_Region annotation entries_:
----

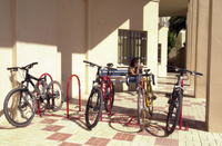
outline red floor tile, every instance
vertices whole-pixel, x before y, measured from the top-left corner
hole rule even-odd
[[[74,144],[74,143],[67,143],[63,142],[62,144],[60,144],[59,146],[81,146],[80,144]]]
[[[71,134],[63,134],[63,133],[56,133],[56,134],[49,136],[47,139],[51,139],[51,140],[65,140],[70,136],[72,136],[72,135]]]
[[[47,126],[46,128],[43,128],[42,130],[49,130],[49,132],[58,132],[61,128],[63,128],[64,126],[58,126],[58,125],[50,125]]]
[[[58,121],[58,119],[48,119],[48,118],[44,118],[40,123],[42,123],[42,124],[53,124],[56,121]]]
[[[109,142],[110,142],[110,139],[108,139],[108,138],[92,137],[85,143],[85,145],[105,146]]]
[[[134,137],[135,137],[135,135],[117,133],[115,136],[113,137],[113,139],[132,142],[134,139]]]

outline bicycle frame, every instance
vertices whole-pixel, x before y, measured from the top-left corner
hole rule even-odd
[[[149,103],[149,88],[148,87],[150,87],[151,95],[153,97],[153,90],[152,90],[152,86],[151,86],[151,82],[150,82],[151,77],[150,76],[149,77],[145,76],[144,79],[145,79],[145,85],[147,85],[147,89],[145,89],[145,93],[147,93],[145,103],[147,103],[147,105],[145,106],[150,107],[150,103]],[[143,89],[144,89],[144,82],[143,82]],[[153,103],[152,103],[152,106],[153,106]]]
[[[183,72],[181,72],[180,76],[178,76],[178,82],[174,86],[174,89],[181,89],[182,91],[184,90],[184,88],[183,88]]]
[[[38,84],[39,84],[39,81],[41,81],[41,80],[47,81],[46,76],[44,76],[43,78],[40,78],[40,79],[39,79],[39,78],[36,78],[36,77],[31,76],[31,75],[28,72],[28,70],[26,70],[26,71],[27,71],[27,72],[26,72],[26,78],[24,78],[23,81],[21,81],[21,85],[22,85],[24,88],[29,89],[29,82],[30,82],[31,86],[34,88],[34,90],[37,90],[37,93],[38,93],[40,96],[43,96],[44,93],[41,93],[40,89],[33,84],[33,81],[32,81],[31,79],[37,80]],[[24,82],[27,82],[27,86],[23,85]],[[44,90],[46,90],[46,84],[44,84],[43,86],[44,86],[44,89],[43,89],[43,91],[44,91]]]

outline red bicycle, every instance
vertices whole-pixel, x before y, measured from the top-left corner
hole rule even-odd
[[[101,77],[101,69],[107,68],[108,72],[117,70],[108,64],[107,67],[99,66],[97,64],[85,61],[90,67],[97,67],[95,80],[92,81],[92,90],[87,103],[85,108],[85,123],[88,128],[93,128],[99,123],[102,114],[102,103],[104,101],[104,107],[108,113],[111,113],[113,101],[114,101],[114,86],[109,76]],[[109,75],[109,74],[108,74]]]

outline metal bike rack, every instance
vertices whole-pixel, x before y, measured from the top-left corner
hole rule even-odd
[[[77,77],[78,79],[78,85],[79,85],[79,111],[81,110],[81,84],[80,84],[80,78],[77,75],[70,76],[68,84],[67,84],[67,118],[69,118],[69,86],[72,77]]]
[[[52,76],[50,74],[48,74],[48,72],[42,74],[39,78],[42,78],[46,75],[50,77],[51,81],[53,80]],[[38,106],[37,114],[39,115],[39,99],[37,100],[37,106]]]

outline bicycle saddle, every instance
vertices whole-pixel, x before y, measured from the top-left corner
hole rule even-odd
[[[149,72],[149,71],[150,71],[150,69],[144,69],[143,71],[144,71],[144,72]]]
[[[113,64],[112,64],[112,62],[109,62],[109,64],[107,64],[107,66],[108,66],[108,67],[112,67],[112,66],[113,66]]]

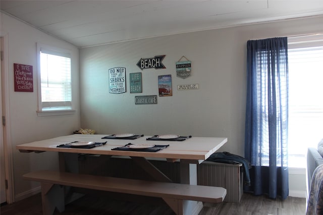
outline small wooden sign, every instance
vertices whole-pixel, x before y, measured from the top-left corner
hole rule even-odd
[[[15,91],[34,92],[32,66],[14,63]]]
[[[126,68],[116,67],[109,69],[109,93],[126,92]]]
[[[198,85],[197,84],[177,85],[178,90],[197,90],[198,89]]]
[[[130,93],[142,93],[141,73],[130,73]]]
[[[157,95],[141,96],[135,97],[135,104],[149,105],[157,104]]]
[[[186,61],[182,61],[184,58]],[[178,77],[186,79],[191,75],[192,71],[192,62],[189,60],[185,56],[176,62],[176,74]]]
[[[155,69],[166,68],[166,67],[162,63],[165,56],[166,55],[158,55],[150,58],[140,58],[137,63],[137,65],[141,70],[151,68],[154,68]]]

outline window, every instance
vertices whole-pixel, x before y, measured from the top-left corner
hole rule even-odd
[[[67,51],[37,46],[38,115],[70,114],[72,110],[71,58]],[[39,89],[40,88],[40,89]],[[41,114],[42,113],[42,114]]]
[[[290,167],[305,168],[307,148],[317,148],[323,138],[322,41],[302,42],[289,39]]]

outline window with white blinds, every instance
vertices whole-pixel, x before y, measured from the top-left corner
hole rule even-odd
[[[38,112],[72,109],[71,58],[68,53],[40,47]]]
[[[289,45],[289,166],[305,167],[323,138],[323,44]]]

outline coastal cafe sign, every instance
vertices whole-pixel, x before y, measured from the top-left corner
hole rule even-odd
[[[126,68],[116,67],[109,69],[109,93],[126,92]]]

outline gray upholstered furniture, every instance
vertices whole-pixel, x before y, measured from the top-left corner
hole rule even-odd
[[[309,148],[307,150],[306,171],[306,198],[308,193],[313,173],[320,164],[323,164],[323,139],[317,145],[317,148]]]

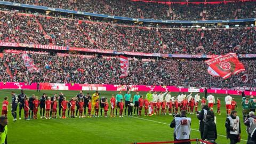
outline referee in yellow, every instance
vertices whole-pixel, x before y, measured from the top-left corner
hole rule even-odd
[[[99,99],[99,93],[98,91],[95,91],[94,93],[93,93],[92,95],[92,114],[93,115],[94,113],[94,107],[95,104],[96,103],[96,100]]]
[[[8,119],[5,116],[0,116],[0,144],[7,144]]]

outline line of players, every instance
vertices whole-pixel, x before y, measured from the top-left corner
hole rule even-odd
[[[38,109],[40,110],[41,118],[48,119],[51,117],[56,118],[58,106],[59,106],[60,118],[66,118],[66,111],[67,110],[68,111],[68,117],[70,114],[71,117],[75,117],[75,113],[76,117],[79,111],[79,117],[83,117],[86,114],[86,107],[88,110],[87,117],[91,117],[93,114],[94,114],[94,116],[99,117],[100,107],[101,115],[102,116],[103,109],[105,117],[107,116],[107,114],[109,108],[111,110],[111,117],[117,115],[118,109],[119,109],[119,117],[123,117],[124,110],[125,115],[126,115],[127,109],[128,110],[128,116],[132,116],[132,113],[133,113],[133,115],[135,115],[135,111],[137,111],[137,115],[141,116],[141,111],[143,107],[145,116],[151,116],[154,114],[159,115],[160,109],[162,115],[166,115],[167,110],[168,110],[169,115],[177,114],[179,109],[180,111],[181,110],[185,110],[187,113],[194,114],[194,108],[195,108],[195,111],[197,111],[199,101],[201,103],[206,103],[207,100],[208,106],[212,110],[213,105],[217,105],[217,113],[220,114],[220,100],[219,98],[217,98],[217,103],[215,103],[214,97],[211,94],[207,96],[206,99],[204,97],[201,99],[199,93],[195,95],[195,98],[192,97],[191,94],[192,93],[190,93],[187,96],[184,93],[182,94],[180,93],[177,97],[172,97],[170,92],[166,91],[164,93],[161,92],[157,94],[156,92],[154,92],[152,94],[151,91],[149,91],[143,99],[143,95],[140,95],[139,92],[137,92],[132,99],[130,92],[127,91],[124,95],[125,102],[124,103],[122,91],[119,91],[115,98],[114,94],[112,95],[109,106],[108,100],[105,97],[101,97],[100,99],[99,99],[100,94],[97,91],[91,97],[89,93],[84,95],[83,92],[81,91],[76,97],[70,98],[69,101],[67,101],[62,93],[60,93],[59,95],[56,93],[51,97],[47,97],[46,94],[44,93],[39,99],[34,94],[29,98],[24,93],[23,91],[21,90],[21,94],[18,96],[14,92],[12,92],[11,111],[14,117],[14,121],[17,120],[16,111],[18,103],[19,103],[20,107],[20,119],[21,119],[21,109],[23,108],[25,119],[28,120],[30,117],[30,114],[31,117],[34,119],[37,118]],[[225,98],[225,102],[227,115],[230,114],[230,110],[235,110],[235,106],[237,107],[234,99],[232,99],[229,94]],[[246,102],[246,101],[245,101]],[[255,103],[256,103],[256,101]],[[5,97],[5,100],[3,102],[2,115],[7,115],[8,104],[7,97]],[[133,107],[134,109],[133,109]],[[115,115],[114,115],[115,109],[116,109]],[[84,115],[83,115],[83,112]]]

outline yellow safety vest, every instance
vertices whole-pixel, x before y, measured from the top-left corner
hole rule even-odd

----

_The request_:
Locate "outline yellow safety vest, every instance" in the material, then quote the line that contains it and all lines after it through the final one.

_Exercise result_:
outline yellow safety vest, every instance
vertices whole-pixel, x before y, measured from the top-left corner
hole rule even-odd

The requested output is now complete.